Saved entries >>
=-=-=

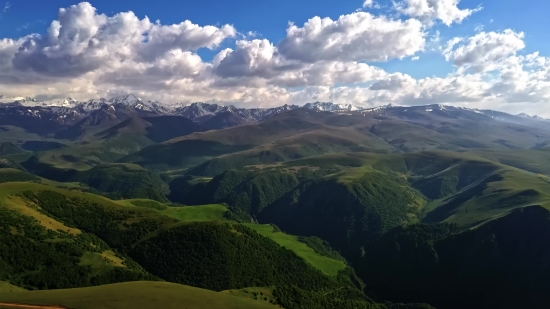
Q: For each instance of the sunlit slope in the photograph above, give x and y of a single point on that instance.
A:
(136, 295)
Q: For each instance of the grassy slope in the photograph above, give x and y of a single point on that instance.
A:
(327, 265)
(197, 213)
(7, 287)
(216, 212)
(188, 213)
(135, 295)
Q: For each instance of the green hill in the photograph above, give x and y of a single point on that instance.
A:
(114, 180)
(79, 239)
(136, 295)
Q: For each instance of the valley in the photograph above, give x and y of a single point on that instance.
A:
(320, 206)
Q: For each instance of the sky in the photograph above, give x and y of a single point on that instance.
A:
(492, 55)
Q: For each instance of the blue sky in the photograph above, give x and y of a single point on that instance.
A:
(270, 21)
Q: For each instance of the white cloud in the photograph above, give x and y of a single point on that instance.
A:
(446, 11)
(85, 54)
(484, 51)
(359, 36)
(368, 3)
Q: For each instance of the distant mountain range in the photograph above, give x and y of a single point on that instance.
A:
(69, 115)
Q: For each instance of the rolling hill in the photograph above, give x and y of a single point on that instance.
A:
(302, 133)
(314, 209)
(135, 294)
(98, 241)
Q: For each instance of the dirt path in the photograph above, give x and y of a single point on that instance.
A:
(26, 306)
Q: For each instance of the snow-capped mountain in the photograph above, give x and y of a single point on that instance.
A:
(197, 110)
(68, 111)
(330, 107)
(524, 115)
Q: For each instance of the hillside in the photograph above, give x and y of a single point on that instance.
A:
(135, 294)
(314, 209)
(303, 133)
(98, 241)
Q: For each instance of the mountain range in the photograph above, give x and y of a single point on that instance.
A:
(325, 206)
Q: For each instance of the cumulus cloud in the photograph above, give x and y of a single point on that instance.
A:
(484, 51)
(368, 3)
(446, 11)
(86, 54)
(359, 36)
(82, 41)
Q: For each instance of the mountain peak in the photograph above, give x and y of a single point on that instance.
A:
(330, 107)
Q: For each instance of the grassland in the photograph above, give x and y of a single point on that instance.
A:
(7, 287)
(143, 295)
(327, 265)
(197, 213)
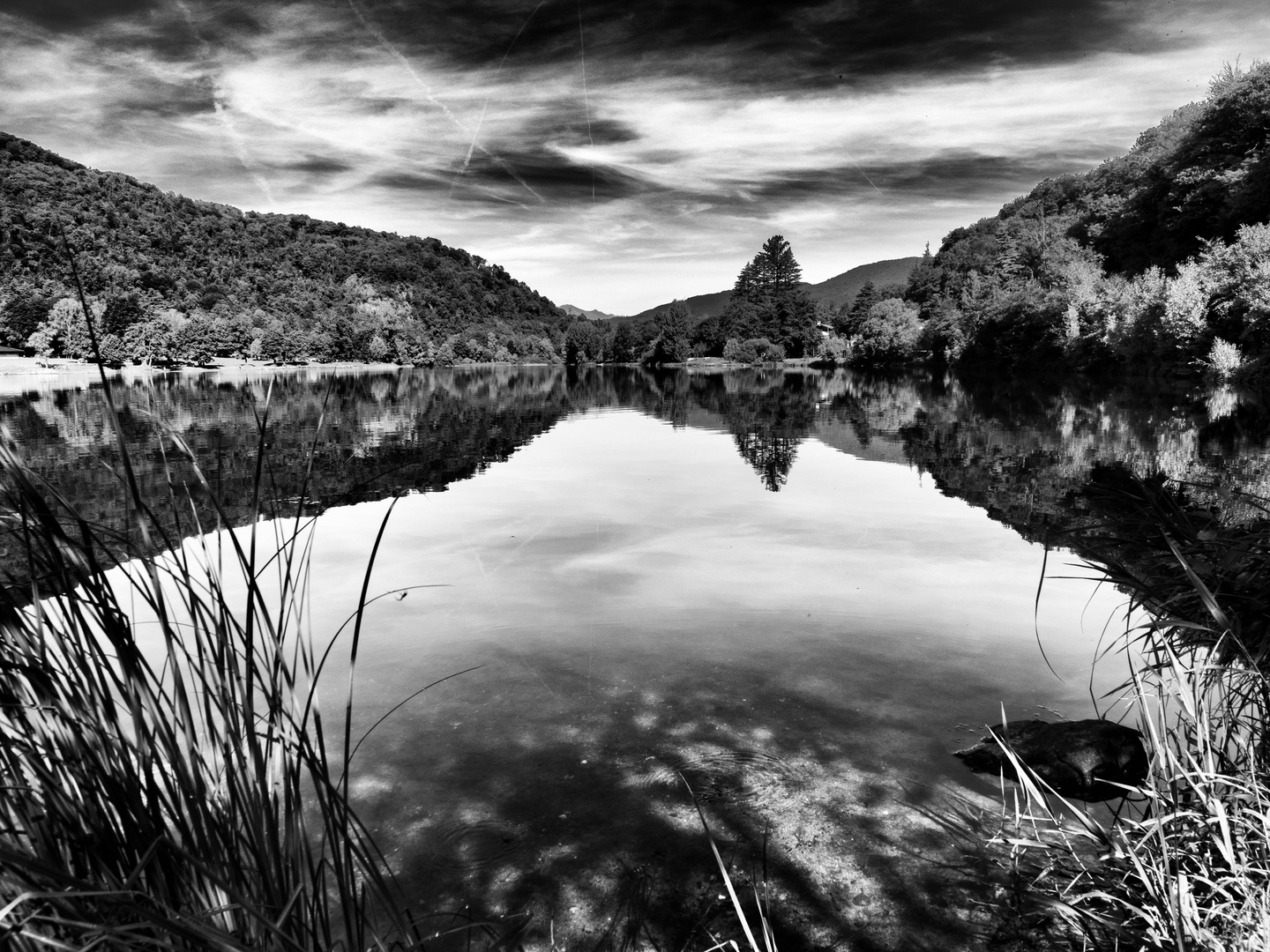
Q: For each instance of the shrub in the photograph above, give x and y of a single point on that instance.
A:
(889, 334)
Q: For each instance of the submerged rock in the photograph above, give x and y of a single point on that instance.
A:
(1079, 759)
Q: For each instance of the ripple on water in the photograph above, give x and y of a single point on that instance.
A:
(718, 775)
(460, 845)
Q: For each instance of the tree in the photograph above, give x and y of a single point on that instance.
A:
(583, 343)
(628, 344)
(767, 302)
(889, 334)
(673, 342)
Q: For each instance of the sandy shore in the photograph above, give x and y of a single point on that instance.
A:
(25, 375)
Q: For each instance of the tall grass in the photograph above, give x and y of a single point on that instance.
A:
(168, 785)
(1185, 862)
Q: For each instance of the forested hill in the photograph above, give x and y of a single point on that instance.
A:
(833, 294)
(172, 279)
(1159, 258)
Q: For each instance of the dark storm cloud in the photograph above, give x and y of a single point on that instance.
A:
(767, 42)
(773, 42)
(407, 182)
(952, 175)
(70, 16)
(553, 175)
(319, 165)
(565, 127)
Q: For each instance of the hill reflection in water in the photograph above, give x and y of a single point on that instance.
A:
(1019, 450)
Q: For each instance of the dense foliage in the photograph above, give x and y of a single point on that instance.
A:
(1154, 259)
(176, 280)
(767, 305)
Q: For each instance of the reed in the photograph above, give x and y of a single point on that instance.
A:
(165, 777)
(1185, 862)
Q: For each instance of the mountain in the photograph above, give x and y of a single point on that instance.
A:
(1154, 259)
(836, 291)
(173, 279)
(588, 315)
(842, 288)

=-=-=

When copying the records above, please match them exactly but leave out all pictures.

Q: For each instance of the sunlit slope in the photograph above, give x and y of a single point on that instance.
A:
(136, 295)
Q: For each instance of the grassy slope in the photograph above, give x and y of a single point on that instance.
A:
(327, 265)
(197, 213)
(7, 287)
(216, 212)
(188, 213)
(135, 295)
Q: For each instance of the green hill in the photograph above, give x and y of a single point on that instance.
A:
(114, 180)
(79, 239)
(136, 295)
Q: For each instance of the valley in the photograph above, give x and y of a single point on that instance.
A:
(320, 206)
Q: For each instance of the sky in the photograph above, give x and y of a single point on that instance.
A:
(492, 55)
Q: For each instance of the blue sky in the photograph above, give x and y of a single point on that instance.
A:
(270, 21)
Q: For each instance of the white cloud in the photograph above, give x and y of a single point on that instance.
A:
(446, 11)
(85, 54)
(484, 51)
(359, 36)
(368, 3)
Q: For each instance of the distant mountain range in the photograph above, give x and y of a single point on that instance.
A:
(69, 115)
Q: For each instance of the rolling hill in the photograph above, give x and y of a single point on that instance.
A:
(302, 133)
(314, 209)
(135, 294)
(98, 241)
Q: For each instance of the dirt path in the photograph above, give x and y of a single point on that instance.
A:
(26, 306)
Q: For each instance of the snow-capped mountain in the photograph above, give x and y of a single point on that instance.
A:
(197, 110)
(68, 111)
(330, 107)
(524, 115)
Q: For each instance of the hillside in the photograph above, give x and y of a single point on that instance.
A:
(135, 294)
(314, 209)
(303, 133)
(98, 241)
Q: For each instance of the mountain range in the photograph above, give x and y of a single point on that instance.
A:
(325, 206)
Q: For each instance of the cumulus cloud in the photograph above, give x and y of a single point on that instance.
A:
(484, 51)
(368, 3)
(446, 11)
(86, 54)
(359, 36)
(82, 41)
Q: For each instance of the mountain peak in the photograph above, give x and y of a single point on that instance.
A:
(330, 107)
Q: For each instance of the grassland in the photograph above, give x and y of a single point on that instance.
A:
(7, 287)
(143, 295)
(327, 265)
(197, 213)
Q: For each instance of the shrub in the photograph above, give x and y of a single point on that instance.
A:
(889, 334)
Q: For each instance of the submerged rock in the photograph above, give x and y of a single point on that instance.
A:
(1079, 759)
Q: For each instance of the ripple on water in the photograph above, give x and y of a single point on that instance.
A:
(718, 775)
(460, 845)
Q: For each instance of the tree in the photograph above, give x and y of a single point on that instance.
A:
(583, 343)
(628, 344)
(767, 302)
(889, 334)
(673, 342)
Q: For each instance of the sandy shore in the photograph above, give x and y of a single point on that instance.
A:
(25, 375)
Q: For each instance of the tall grass in the photograph above, give x and y of a single point on that instance.
A:
(168, 785)
(1185, 862)
Q: For each instance of the forested hill in the photograph above, give x and y of a single point on that instance.
A:
(833, 294)
(172, 279)
(1159, 258)
Q: For each instance of the dark storm cloud in the photograph above, give x and y of a single point on that instance.
A:
(767, 42)
(773, 42)
(407, 182)
(952, 175)
(70, 16)
(553, 175)
(319, 165)
(565, 127)
Q: For each instance of the hill reflection in water in the photograph above, give x and y of a single point on that instance.
A:
(1019, 450)
Q: For each instance of the dense foliage in the photograph above, give x and y of a single point on that instance.
A:
(1154, 259)
(176, 280)
(767, 305)
Q: For each instance of the reed in the photograph above, give x and y of a single point on that instance.
A:
(165, 777)
(1185, 862)
Q: For each instance of the mountain in the photograph above, give x and y of a single point on that instance.
A:
(1154, 259)
(836, 291)
(173, 279)
(588, 315)
(842, 288)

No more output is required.